Problem to solve => Please lay out the material below as a Markdown table with the columns "Row" and "Text," numbering each line and skipping blank lines. Leave the pictures out of your answer.

Saved entries =>
....................
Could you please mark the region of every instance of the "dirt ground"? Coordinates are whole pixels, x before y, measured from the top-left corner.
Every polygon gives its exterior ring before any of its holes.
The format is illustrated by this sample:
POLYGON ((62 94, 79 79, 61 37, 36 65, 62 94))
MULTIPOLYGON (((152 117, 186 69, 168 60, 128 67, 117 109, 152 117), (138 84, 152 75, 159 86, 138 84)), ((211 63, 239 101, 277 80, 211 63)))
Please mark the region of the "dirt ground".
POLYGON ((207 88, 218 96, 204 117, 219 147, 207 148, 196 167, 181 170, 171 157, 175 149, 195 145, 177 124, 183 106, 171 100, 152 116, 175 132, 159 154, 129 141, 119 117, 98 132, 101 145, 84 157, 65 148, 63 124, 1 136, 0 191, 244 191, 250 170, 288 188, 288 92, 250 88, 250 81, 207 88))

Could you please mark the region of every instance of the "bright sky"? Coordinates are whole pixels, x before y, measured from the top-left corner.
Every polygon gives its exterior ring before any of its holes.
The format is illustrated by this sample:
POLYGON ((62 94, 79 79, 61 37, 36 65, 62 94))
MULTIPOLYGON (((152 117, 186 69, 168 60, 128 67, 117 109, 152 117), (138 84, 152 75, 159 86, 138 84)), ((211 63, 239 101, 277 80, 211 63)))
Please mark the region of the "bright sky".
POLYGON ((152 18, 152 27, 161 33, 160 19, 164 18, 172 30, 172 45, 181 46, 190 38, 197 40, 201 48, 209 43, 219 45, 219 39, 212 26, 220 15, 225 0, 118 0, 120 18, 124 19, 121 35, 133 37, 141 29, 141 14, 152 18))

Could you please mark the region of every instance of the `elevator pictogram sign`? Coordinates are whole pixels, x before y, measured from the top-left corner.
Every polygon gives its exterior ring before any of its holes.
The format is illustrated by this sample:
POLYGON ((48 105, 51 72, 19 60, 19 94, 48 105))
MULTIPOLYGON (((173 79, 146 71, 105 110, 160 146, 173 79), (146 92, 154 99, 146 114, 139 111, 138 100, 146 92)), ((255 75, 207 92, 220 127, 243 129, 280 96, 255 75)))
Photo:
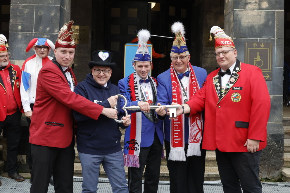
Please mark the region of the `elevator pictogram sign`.
POLYGON ((272 80, 272 43, 263 42, 246 42, 245 62, 260 68, 265 80, 272 80))

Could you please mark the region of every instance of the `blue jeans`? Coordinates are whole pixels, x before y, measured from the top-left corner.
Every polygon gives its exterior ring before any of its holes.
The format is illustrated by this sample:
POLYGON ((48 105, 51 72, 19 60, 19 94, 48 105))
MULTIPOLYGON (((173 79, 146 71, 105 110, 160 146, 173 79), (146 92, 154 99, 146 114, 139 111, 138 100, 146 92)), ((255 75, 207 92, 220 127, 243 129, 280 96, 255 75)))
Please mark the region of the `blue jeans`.
POLYGON ((83 179, 82 193, 95 193, 98 190, 100 165, 101 163, 109 178, 113 192, 128 193, 124 169, 123 151, 104 155, 79 152, 83 179))

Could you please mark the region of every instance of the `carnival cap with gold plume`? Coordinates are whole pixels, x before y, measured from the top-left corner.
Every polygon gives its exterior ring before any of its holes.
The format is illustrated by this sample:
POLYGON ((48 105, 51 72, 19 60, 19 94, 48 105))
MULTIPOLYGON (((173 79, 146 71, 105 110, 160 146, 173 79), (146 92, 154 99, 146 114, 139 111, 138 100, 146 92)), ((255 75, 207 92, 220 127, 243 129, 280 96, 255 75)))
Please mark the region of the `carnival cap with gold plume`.
POLYGON ((3 34, 0 34, 0 52, 8 52, 9 47, 6 37, 3 34))
POLYGON ((151 62, 151 57, 147 46, 147 41, 150 37, 150 32, 145 29, 138 32, 138 49, 134 58, 134 61, 151 62))
MULTIPOLYGON (((215 35, 215 50, 224 47, 229 47, 235 49, 232 38, 225 34, 225 32, 218 26, 214 26, 210 29, 210 33, 215 35)), ((213 40, 211 34, 209 40, 213 40)))
POLYGON ((55 48, 75 48, 75 43, 72 37, 74 31, 71 30, 73 23, 73 21, 70 21, 67 24, 64 24, 58 32, 55 48))
POLYGON ((180 54, 188 51, 188 49, 185 43, 185 31, 182 23, 175 22, 171 25, 171 32, 175 34, 171 52, 180 54))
....................
Result =>
| Row | Text |
|---|---|
| 1 | Could you please mark the region of every instance of the "dirt ground"? Coordinates are whole pixels, x before y, measured from the top-left corner. |
| 2 | Every polygon gives its exterior ring before any of its holes. |
| 3 | The format is illustrated by this sample: |
| 4 | POLYGON ((62 94, 79 79, 61 37, 36 65, 62 94)) |
| 5 | MULTIPOLYGON (((152 117, 186 69, 168 60, 128 67, 117 109, 152 117), (138 84, 152 75, 159 86, 138 84)), ((211 63, 239 101, 277 80, 211 63))) |
| 6 | Please mark the region of the "dirt ground". |
| 7 | POLYGON ((207 88, 218 96, 204 117, 219 147, 207 148, 196 167, 181 170, 171 157, 175 149, 195 145, 177 124, 183 106, 171 100, 152 116, 175 132, 159 154, 129 141, 119 117, 98 132, 101 145, 84 157, 65 148, 63 124, 1 136, 0 191, 244 191, 250 170, 288 188, 288 92, 250 88, 250 81, 207 88)) |
| 8 | Could you please mark the region of every instance of the "bright sky"? Coordinates are whole pixels, x before y, measured from the top-left corner. |
| 9 | Every polygon gives its exterior ring before any of its holes. |
| 10 | The format is illustrated by this sample: |
| 11 | POLYGON ((62 94, 79 79, 61 37, 36 65, 62 94)) |
| 12 | MULTIPOLYGON (((152 117, 186 69, 168 60, 128 67, 117 109, 152 117), (138 84, 152 75, 159 86, 138 84)), ((211 63, 239 101, 277 80, 211 63))) |
| 13 | Please mark the region of the "bright sky". |
| 14 | POLYGON ((152 18, 152 27, 161 33, 160 19, 164 18, 172 30, 172 45, 181 46, 190 38, 197 40, 201 48, 209 43, 219 45, 219 39, 212 26, 220 15, 225 0, 118 0, 120 18, 124 19, 121 35, 133 37, 141 29, 141 14, 152 18)) |
| 15 | Could you please mark the region of every instance of the `elevator pictogram sign`? Coordinates are whole pixels, x before y, measured from the top-left corner. |
| 16 | Every polygon gives its exterior ring before any of its holes. |
| 17 | The format is illustrated by this sample: |
| 18 | POLYGON ((48 105, 51 72, 19 60, 19 94, 48 105)) |
| 19 | MULTIPOLYGON (((173 79, 146 71, 105 110, 160 146, 173 79), (146 92, 154 99, 146 114, 139 111, 138 100, 146 92)), ((255 75, 207 92, 220 127, 243 129, 280 96, 255 75))) |
| 20 | Photo: |
| 21 | Please mark the region of the `elevator pictogram sign`. |
| 22 | POLYGON ((272 80, 272 43, 263 42, 246 42, 245 62, 260 68, 265 80, 272 80)) |
| 23 | Could you please mark the region of every instance of the `blue jeans`? Coordinates are whole pixels, x before y, measured from the top-left corner. |
| 24 | Every polygon gives its exterior ring before any of its holes. |
| 25 | The format is illustrated by this sample: |
| 26 | POLYGON ((48 105, 51 72, 19 60, 19 94, 48 105)) |
| 27 | MULTIPOLYGON (((173 79, 146 71, 105 110, 160 146, 173 79), (146 92, 154 99, 146 114, 139 111, 138 100, 146 92)), ((255 75, 207 92, 220 127, 243 129, 280 96, 255 75))) |
| 28 | Please mark the region of the `blue jeans`. |
| 29 | POLYGON ((83 179, 82 193, 95 193, 98 190, 100 165, 101 163, 109 178, 113 192, 128 193, 124 169, 123 151, 104 155, 79 152, 83 179)) |
| 30 | Could you please mark the region of every instance of the `carnival cap with gold plume`? Coordinates are whole pixels, x before y, measured from the top-left corner. |
| 31 | Every polygon gives its exterior ring before any of its holes. |
| 32 | The format is illustrated by this sample: |
| 33 | POLYGON ((48 105, 51 72, 19 60, 19 94, 48 105)) |
| 34 | MULTIPOLYGON (((173 79, 146 71, 105 110, 160 146, 173 79), (146 92, 154 99, 146 114, 139 111, 138 100, 146 92)), ((255 75, 207 92, 220 127, 243 129, 280 96, 255 75))) |
| 35 | Please mark the region of the `carnival cap with gold plume`. |
| 36 | POLYGON ((3 34, 0 34, 0 52, 8 52, 9 47, 6 37, 3 34)) |
| 37 | POLYGON ((151 62, 151 57, 147 46, 147 41, 150 37, 150 32, 145 29, 138 32, 138 49, 134 58, 134 61, 151 62)) |
| 38 | MULTIPOLYGON (((215 35, 215 50, 224 47, 229 47, 235 49, 232 38, 225 34, 225 32, 218 26, 214 26, 210 29, 210 33, 215 35)), ((213 40, 211 34, 209 40, 213 40))) |
| 39 | POLYGON ((55 48, 75 48, 75 43, 72 37, 74 31, 71 30, 73 23, 73 21, 70 21, 67 24, 64 24, 58 32, 55 48)) |
| 40 | POLYGON ((180 54, 188 51, 188 49, 185 43, 185 31, 182 23, 175 22, 171 25, 171 32, 175 34, 171 52, 180 54)) |